WORK ORDER 1: Output the passage of the vestibular migraine article between "The last time" and "tinnitus and vertigo.", inclusive.
WORK ORDER 2: Name every healthy habit the vestibular migraine article says the writer employed while under the care of the neurologist in Madrid.

SUPPLIED TEXT:
☆ ☆ ☆ ☆ ☆ ☆ ☆

A macro shot of syringe with needle and a drop of liquid suspended from the end

Could Botox Help My Vestibular Migraines?

Photo by Raghavendra V. Konkathi on Unsplash

“Have you ever tried Botox?” he asked me. I raised an eyebrow questioningly. “Do you know what Botox is?” he continued, filling my pause. “Arrugas… what is this word in English?” 

I quickly brought my hands to my face to cover my forehead. “Wrinkles,” I replied. “Arrugas is wrinkles in English.” I was smiling, It was my first time consulting with this neurologist about my vestibular migraines and I recognised his intention to lighten the discussion. 

A Migrainous Past

The last time I saw a neurologist for vestibular migraine was a few years ago when I lived in Madrid and was struggling with constant imbalance. I was sure my everyday difficulties with coordination and balance were not being caused by my Meniere’s disease, which typically hits me more sporadically with increased tinnitus and vertigo.

During this time, I often felt that I appeared drunk when I was walking. Perhaps this was just how I felt. I was struggling every time I went outside for a walk. This was more severe than my usual feeling off-balance around crowds of people, bright lights or busy environments. When out and about, the pavement would seemingly raise towards me with every few steps. My head and ears were constantly full of pressure, always more pronounced on my left side—the side with no hearing. The left side of my brain felt like it was being squeezed and I couldn’t help but worry that this condition was causing damage. 

Under the care of my neurologist in Madrid, I trialled some medications and also employed healthy habits which included reducing screen time, practising yoga, getting outside in the morning light, and carrying out controlled breathing exercises. I was already eating healthily and was physically active, though I had to approach strenuous activity with caution. Running, something I once enjoyed, now presented a high chance of falling and possible repercussions, such as feeling drained and increased head pressure. Yoga and walking became my exercises of choice. With time, I found a medication to help stop the floor from performing its antics and I started to feel more stable. After 6 months or so, my brain had retrained and steadied itself, and I was able to gradually come off the medication. I was even able to start going for a gentle jog. I was doing ok, until about a year ago.

☆ ☆ ☆ ☆ ☆ ☆ ☆

INFORMATION SHOWN:
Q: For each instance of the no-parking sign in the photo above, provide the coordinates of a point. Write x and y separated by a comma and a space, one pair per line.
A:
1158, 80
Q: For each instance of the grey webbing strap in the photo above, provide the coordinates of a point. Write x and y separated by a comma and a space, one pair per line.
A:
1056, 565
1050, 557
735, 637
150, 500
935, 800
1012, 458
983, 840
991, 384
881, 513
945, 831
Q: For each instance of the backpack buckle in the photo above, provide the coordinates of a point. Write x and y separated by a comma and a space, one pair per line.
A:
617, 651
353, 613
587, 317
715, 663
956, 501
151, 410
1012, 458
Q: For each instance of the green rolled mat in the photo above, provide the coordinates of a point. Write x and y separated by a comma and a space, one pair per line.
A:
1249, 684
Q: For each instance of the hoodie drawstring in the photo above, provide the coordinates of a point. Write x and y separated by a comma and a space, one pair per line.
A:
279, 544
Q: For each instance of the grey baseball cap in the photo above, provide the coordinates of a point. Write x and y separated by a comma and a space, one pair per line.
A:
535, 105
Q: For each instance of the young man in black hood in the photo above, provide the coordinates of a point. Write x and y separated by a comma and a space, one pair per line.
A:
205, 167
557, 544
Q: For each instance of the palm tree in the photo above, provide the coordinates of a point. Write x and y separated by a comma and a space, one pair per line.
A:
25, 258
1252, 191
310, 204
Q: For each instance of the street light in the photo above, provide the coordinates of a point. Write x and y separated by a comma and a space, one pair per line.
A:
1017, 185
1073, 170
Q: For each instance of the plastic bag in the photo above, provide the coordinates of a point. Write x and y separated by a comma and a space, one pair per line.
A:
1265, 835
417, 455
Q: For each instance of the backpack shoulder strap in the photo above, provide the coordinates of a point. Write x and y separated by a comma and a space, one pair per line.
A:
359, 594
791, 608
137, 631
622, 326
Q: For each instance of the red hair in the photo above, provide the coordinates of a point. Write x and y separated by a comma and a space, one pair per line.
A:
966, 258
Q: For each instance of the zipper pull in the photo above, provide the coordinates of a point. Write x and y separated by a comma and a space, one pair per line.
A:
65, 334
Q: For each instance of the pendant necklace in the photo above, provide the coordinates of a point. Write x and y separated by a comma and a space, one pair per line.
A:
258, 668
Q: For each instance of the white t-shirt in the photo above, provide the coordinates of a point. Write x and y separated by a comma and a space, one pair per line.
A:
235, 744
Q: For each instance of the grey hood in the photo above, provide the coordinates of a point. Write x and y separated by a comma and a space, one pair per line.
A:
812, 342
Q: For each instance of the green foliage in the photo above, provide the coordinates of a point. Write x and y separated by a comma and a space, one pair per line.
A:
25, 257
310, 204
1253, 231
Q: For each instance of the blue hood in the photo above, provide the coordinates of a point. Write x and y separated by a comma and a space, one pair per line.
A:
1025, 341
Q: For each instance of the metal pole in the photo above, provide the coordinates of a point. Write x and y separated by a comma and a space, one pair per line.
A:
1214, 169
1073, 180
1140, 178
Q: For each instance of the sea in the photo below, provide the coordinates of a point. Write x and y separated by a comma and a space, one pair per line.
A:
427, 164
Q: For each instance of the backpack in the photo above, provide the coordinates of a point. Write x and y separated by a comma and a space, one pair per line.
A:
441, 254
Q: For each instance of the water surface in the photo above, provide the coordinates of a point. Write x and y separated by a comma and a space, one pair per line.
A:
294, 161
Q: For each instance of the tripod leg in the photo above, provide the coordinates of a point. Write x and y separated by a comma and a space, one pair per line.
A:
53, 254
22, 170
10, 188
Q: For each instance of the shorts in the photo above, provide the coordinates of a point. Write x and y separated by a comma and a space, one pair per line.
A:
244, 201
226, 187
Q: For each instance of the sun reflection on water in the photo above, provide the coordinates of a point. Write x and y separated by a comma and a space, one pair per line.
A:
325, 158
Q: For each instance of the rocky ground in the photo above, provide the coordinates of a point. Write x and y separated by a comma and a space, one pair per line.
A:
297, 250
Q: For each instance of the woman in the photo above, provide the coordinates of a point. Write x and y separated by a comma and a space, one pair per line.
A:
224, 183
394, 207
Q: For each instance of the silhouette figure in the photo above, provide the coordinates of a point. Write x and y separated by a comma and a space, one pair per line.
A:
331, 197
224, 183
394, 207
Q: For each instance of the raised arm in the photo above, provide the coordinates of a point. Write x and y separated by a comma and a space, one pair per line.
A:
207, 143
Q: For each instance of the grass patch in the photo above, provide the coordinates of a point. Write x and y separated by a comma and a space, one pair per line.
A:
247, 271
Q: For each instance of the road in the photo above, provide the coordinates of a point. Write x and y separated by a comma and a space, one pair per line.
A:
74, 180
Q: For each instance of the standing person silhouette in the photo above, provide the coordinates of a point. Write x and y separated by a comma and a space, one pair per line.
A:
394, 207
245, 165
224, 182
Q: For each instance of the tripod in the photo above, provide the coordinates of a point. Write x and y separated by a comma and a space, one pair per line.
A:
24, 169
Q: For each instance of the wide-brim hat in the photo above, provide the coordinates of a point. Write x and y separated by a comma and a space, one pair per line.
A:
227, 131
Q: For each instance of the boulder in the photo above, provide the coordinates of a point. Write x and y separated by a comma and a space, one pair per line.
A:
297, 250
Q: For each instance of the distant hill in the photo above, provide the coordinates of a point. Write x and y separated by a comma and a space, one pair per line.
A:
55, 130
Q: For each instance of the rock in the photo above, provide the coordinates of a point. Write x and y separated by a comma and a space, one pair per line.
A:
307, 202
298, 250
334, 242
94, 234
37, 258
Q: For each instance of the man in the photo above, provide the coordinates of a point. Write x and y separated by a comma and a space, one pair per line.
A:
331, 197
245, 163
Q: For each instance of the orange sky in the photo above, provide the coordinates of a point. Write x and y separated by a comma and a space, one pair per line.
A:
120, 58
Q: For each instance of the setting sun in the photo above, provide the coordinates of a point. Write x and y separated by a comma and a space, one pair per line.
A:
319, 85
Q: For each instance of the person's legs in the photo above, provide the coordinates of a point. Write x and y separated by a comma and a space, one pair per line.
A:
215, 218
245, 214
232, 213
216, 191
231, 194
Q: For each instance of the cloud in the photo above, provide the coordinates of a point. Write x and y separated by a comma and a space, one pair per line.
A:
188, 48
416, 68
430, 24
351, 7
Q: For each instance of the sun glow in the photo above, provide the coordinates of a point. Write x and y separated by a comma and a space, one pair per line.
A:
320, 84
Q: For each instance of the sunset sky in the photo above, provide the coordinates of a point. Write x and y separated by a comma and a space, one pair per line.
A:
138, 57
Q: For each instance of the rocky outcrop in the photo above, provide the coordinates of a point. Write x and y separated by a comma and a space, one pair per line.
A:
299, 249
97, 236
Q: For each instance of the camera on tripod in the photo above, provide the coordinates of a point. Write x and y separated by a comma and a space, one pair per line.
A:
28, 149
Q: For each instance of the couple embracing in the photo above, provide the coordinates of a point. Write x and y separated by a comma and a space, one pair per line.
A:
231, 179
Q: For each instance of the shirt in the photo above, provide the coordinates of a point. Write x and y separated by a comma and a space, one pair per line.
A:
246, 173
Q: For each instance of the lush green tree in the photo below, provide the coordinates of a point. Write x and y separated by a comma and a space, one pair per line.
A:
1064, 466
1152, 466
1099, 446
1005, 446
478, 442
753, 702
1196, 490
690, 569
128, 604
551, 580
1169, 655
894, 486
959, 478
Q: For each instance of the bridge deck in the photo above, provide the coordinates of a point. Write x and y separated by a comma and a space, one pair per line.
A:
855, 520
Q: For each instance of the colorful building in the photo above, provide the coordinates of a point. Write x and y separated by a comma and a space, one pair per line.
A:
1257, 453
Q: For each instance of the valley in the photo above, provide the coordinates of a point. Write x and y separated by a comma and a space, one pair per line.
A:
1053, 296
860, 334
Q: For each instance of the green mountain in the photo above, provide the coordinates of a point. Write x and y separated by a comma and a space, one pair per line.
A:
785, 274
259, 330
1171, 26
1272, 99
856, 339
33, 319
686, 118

☆ ☆ ☆ ☆ ☆ ☆ ☆

EXERCISE OUTPUT 1:
The last time I saw a neurologist for vestibular migraine was a few years ago when I lived in Madrid and was struggling with constant imbalance. I was sure my everyday difficulties with coordination and balance were not being caused by my Meniere’s disease, which typically hits me more sporadically with increased tinnitus and vertigo.

EXERCISE OUTPUT 2:
- Reducing screen time
- Practising yoga
- Getting outside in the morning light
- Carrying out controlled breathing exercises